***** AUSGEWÄHLTER AUSZUG *****

Rezensiert von Prof. Dr. Harald Christa, 22.06.2020

Cover Kaspar Molzberger: Autonomie und Kalkulation ISBN 978-3-8376-5078-5

Kaspar Molzberger: Autonomie und Kalkulation. Zur Praxis gesellschaftlicher Ökonomisierung im Gesundheits- und Krankenhauswesen. transcript (Bielefeld) 2020. 413 Seiten. ISBN 978-3-8376-5078-5. D: 39,99 EUR, A: 39,99 EUR, CH: 48,70 sFr.
Reihe: Arbeit und Organisation.

Weitere Informationen bei DNB KVK GVK.
Inhaltsverzeichnis bei der DNB.

Thema

Seit der Einführung der leistungsorientierten Vergütung in den meisten Bereichen der personenbezogenen sozialen Dienstleistungen sowie seit der Implementation der DRGs in der Krankenhausversorgung flammt ein engagierter Streit um die „Ökonomisierung“ im Sozial- und Gesundheitswesen immer wieder auf. Es sei durchaus vernünftig, auch in sozialpolitischen Kontexten über Wirtschaftlichkeit zu sprechen, so hört man von der einen Seite, der Einzug der Controller hat Einbußen in der Qualität zur Folge, so argumentieren die Skeptiker.

Entstehungshintergrund

Kaspar Molzberger hat im Rahmen seiner Dissertation an der Universität Witten/​Herdecke eine Studie zur Praxis der Ökonomisierung im Gesundheit- und Krankenhauswesen als Teilbereich des gesellschaftlichen Strukturwandels durchgeführt. Die vom Publikationsfonds der Charité – Universitätsmedizin Berlin geförderte Untersuchung liegt nunmehr vom transcript- Verlag veröffentlicht vor.

Autor

Kaspar Molzberger ist als Diplomsoziologe wissenschaftlicher Mitarbeiter am Institut für Medizinische Soziologie und Rehabilitationswissenschaft der Charité – Universitätsmedizin Berlin.

***** BEREITGESTELLTE LISTE *****

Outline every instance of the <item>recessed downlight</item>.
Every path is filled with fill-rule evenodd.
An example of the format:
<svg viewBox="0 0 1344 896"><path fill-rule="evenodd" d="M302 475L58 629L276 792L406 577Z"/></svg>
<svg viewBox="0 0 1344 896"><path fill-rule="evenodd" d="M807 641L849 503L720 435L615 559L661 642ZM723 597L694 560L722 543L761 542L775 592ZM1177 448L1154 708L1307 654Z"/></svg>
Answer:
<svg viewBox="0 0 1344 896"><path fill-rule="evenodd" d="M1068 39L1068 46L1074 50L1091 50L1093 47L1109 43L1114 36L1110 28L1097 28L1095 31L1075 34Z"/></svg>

*****

ZU ERLEDIGEN:
Schreibe den Abschnitt der Rezension zwischen „Cover Kaspar Molzberger: Autonomie“ und „bei der DNB.“, beide eingeschlossen, neu und ersetze darin „Arbeit und Organisation“ durch „Arbeit und Gesellschaft“. Die Liste stammt aus einer anderen Quelle als die Rezension.

ANTWORT ZUR AUFGABE:
Cover Kaspar Molzberger: Autonomie und Kalkulation ISBN 978-3-8376-5078-5

Kaspar Molzberger: Autonomie und Kalkulation. Zur Praxis gesellschaftlicher Ökonomisierung im Gesundheits- und Krankenhauswesen. transcript (Bielefeld) 2020. 413 Seiten. ISBN 978-3-8376-5078-5. D: 39,99 EUR, A: 39,99 EUR, CH: 48,70 sFr.
Reihe: Arbeit und Gesellschaft.

Weitere Informationen bei DNB KVK GVK.
Inhaltsverzeichnis bei der DNB.